Document excerpt →
How UPMC manages 60+ petabytes of data to proactively approach patient care

Between UPMC's 40+ hospitals and more than 700 care sites, as well as its health plan that has more than 3.5 million members, the health system is responsible for a huge amount of data.

Managing and protecting that data is a big responsibility, overseen by the system's data governance office. Here, UPMC Senior Vice President and CIO Ed McCallister discusses the health system's philosophy for data management and the opportunities he sees for needle-moving partnerships in the future.

Question: What is your data management strategy for UPMC, especially as it continues to grow? How are you able to support all the data collected at your hospitals and ambulatory sites every day?

Ed McCallister: With more than 60 petabytes of data, 40+ hospitals, and 700+ outpatient sites, UPMC has access to vast amounts of data. This is why it is so important to have a strong data management strategy. UPMC has a well-established Clinical Data Warehouse that has a holistic view of clinical, financial, payer and genomic information.

UPMC's Data Governance Office ensures the management of UPMC data is properly done by documenting where data reside, how they are used, and who is the owner of the data, and by ensuring the data is authorized to be transferred.

Problem set →
**A.** Answer these questions using the UPMC data management article:
(i) How many members does UPMC's health plan have?
(ii) How much data does UPMC have, according to Ed McCallister?
(iii) What four kinds of information does UPMC's Clinical Data Warehouse give a holistic view of?
**B.** Turn the paragraph of the UPMC data management article that starts "UPMC's Data Governance Office ensures" into a bulleted list of what the office does.
The data below comes from a separate source unrelated to the UPMC article.

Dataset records
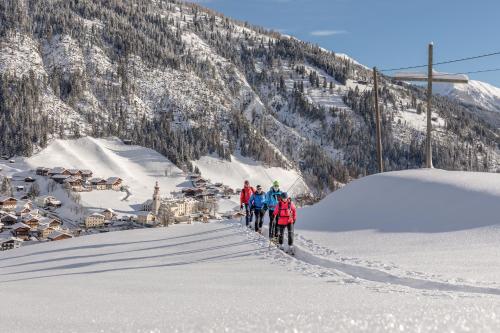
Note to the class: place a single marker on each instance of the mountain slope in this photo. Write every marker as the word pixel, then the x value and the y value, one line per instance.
pixel 189 82
pixel 481 94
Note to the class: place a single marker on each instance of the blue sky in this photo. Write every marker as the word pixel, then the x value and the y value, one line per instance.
pixel 385 33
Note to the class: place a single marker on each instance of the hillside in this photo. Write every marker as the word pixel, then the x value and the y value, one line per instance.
pixel 417 220
pixel 480 96
pixel 188 82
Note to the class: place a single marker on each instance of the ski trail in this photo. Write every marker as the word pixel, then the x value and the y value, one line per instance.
pixel 379 276
pixel 311 259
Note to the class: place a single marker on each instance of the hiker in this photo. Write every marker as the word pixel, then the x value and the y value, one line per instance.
pixel 287 215
pixel 258 206
pixel 271 201
pixel 245 195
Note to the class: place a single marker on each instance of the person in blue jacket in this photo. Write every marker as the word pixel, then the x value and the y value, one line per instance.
pixel 258 205
pixel 272 201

Solutions to each task →
**A.**
(i) More than 3.5 million.
(ii) More than 60 petabytes.
(iii) Clinical, financial, payer and genomic information.

**B.**
UPMC's Data Governance Office makes sure UPMC data is managed properly by:
- documenting where the data reside
- documenting how the data are used
- documenting who owns the data
- ensuring the data is authorized to be transferred